### What the task requires
Having found the line containing "In this picture, where can the carriage wheel be" in the data below, reproduce that line and each one after it to the end, exactly, and include nothing else.

### Extracted information
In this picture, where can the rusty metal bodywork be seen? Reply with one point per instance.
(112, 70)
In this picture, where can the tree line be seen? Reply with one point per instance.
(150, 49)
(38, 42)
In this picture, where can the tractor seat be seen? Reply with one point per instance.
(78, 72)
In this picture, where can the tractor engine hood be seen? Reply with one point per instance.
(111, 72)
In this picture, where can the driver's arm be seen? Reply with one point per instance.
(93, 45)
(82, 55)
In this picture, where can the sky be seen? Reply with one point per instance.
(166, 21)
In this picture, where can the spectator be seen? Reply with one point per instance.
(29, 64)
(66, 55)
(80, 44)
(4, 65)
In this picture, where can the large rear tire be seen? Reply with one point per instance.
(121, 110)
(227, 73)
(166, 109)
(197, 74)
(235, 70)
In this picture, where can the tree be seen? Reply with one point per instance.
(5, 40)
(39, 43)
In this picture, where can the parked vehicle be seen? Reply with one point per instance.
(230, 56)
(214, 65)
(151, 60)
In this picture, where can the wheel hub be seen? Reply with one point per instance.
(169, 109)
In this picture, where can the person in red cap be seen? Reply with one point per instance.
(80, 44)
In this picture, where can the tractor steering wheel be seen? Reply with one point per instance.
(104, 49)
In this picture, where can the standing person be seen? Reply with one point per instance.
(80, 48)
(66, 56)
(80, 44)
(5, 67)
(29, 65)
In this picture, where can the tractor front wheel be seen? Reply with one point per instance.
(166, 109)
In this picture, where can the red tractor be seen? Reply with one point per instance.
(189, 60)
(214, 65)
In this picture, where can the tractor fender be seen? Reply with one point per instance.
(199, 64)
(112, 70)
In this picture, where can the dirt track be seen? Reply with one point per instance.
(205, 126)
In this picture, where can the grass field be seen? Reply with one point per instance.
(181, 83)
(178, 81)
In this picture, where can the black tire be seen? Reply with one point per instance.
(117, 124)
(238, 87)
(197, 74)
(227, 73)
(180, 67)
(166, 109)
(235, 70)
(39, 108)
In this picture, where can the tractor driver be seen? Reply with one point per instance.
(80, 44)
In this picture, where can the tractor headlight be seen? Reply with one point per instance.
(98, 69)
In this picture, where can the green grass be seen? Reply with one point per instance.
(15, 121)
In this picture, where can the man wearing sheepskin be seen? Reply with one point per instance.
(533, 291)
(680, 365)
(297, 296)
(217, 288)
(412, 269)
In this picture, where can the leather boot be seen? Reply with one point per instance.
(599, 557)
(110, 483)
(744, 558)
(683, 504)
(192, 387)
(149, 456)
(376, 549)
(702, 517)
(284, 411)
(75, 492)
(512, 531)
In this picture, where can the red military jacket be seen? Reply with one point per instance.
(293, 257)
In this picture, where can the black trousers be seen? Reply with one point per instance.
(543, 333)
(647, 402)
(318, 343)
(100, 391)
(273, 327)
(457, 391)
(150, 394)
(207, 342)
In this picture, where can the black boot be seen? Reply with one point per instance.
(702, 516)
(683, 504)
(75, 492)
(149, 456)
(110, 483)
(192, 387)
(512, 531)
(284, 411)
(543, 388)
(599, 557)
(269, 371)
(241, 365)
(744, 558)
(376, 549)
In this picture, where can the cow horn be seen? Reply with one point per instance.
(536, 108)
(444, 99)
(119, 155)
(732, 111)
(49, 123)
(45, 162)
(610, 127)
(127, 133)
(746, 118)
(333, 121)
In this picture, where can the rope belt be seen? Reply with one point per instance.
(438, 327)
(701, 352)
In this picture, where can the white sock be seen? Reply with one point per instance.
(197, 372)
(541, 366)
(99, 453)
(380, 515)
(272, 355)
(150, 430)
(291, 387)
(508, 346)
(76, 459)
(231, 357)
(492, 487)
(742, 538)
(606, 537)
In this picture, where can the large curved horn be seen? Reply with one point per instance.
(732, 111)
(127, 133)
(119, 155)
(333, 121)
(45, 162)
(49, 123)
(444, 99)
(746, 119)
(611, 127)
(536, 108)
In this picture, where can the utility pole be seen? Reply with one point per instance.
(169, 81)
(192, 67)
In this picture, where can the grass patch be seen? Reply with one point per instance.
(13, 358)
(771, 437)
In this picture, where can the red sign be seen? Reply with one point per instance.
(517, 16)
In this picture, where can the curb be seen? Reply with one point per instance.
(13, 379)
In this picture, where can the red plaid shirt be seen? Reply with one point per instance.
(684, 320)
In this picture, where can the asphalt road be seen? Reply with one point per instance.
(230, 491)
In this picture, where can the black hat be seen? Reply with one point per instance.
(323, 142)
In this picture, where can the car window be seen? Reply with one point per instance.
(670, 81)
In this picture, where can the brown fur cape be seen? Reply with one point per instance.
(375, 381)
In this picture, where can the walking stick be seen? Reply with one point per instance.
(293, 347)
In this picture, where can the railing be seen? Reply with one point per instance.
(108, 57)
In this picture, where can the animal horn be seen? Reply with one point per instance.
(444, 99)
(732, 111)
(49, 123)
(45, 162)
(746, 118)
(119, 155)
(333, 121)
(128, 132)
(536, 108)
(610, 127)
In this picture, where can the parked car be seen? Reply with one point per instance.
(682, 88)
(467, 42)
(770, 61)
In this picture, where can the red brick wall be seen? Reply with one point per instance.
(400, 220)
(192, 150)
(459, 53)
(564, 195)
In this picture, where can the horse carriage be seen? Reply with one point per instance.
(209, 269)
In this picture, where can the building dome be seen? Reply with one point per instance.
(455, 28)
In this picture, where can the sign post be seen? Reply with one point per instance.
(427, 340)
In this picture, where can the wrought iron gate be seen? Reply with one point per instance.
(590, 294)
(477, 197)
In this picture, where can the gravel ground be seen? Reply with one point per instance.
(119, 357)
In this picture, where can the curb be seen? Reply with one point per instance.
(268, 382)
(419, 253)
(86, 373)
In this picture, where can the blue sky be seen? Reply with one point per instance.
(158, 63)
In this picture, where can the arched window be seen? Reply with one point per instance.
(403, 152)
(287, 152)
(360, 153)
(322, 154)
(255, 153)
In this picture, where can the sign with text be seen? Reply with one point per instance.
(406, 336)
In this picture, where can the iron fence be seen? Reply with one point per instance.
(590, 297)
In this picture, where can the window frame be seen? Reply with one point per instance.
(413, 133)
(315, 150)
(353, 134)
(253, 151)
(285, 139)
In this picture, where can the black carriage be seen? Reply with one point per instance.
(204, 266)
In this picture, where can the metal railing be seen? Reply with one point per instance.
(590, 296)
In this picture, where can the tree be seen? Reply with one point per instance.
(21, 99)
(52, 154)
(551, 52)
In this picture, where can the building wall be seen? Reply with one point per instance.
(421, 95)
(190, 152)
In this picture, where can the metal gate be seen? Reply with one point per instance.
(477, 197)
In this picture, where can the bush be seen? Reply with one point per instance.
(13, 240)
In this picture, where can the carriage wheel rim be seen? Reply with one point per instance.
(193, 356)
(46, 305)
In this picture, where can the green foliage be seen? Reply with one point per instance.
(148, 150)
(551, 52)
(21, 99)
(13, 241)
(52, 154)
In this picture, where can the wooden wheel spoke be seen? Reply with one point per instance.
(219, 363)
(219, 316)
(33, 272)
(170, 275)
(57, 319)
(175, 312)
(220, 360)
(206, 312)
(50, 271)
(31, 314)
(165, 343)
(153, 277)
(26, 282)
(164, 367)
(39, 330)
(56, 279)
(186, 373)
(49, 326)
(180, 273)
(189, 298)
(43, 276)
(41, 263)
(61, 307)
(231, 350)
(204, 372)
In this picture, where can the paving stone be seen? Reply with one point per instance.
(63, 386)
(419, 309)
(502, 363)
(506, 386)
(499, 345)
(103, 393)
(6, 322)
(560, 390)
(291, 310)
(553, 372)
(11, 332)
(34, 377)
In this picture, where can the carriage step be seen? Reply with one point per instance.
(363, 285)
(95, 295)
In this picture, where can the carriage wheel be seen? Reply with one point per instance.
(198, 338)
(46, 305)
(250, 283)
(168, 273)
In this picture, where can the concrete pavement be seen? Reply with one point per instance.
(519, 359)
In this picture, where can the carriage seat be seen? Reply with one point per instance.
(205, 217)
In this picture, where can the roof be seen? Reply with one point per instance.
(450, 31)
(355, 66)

### Task answer
In this picture, where can the carriage wheel be seen? Reply with one point per instance.
(198, 338)
(46, 305)
(250, 283)
(168, 273)
In this picture, where can the concrete pavement be seen? Reply with one point per instance.
(519, 359)
In this picture, where can the carriage seat be seen? Reply with one point per instance.
(205, 217)
In this picture, where can the roof be seen? Reply with one point per instance.
(450, 31)
(355, 66)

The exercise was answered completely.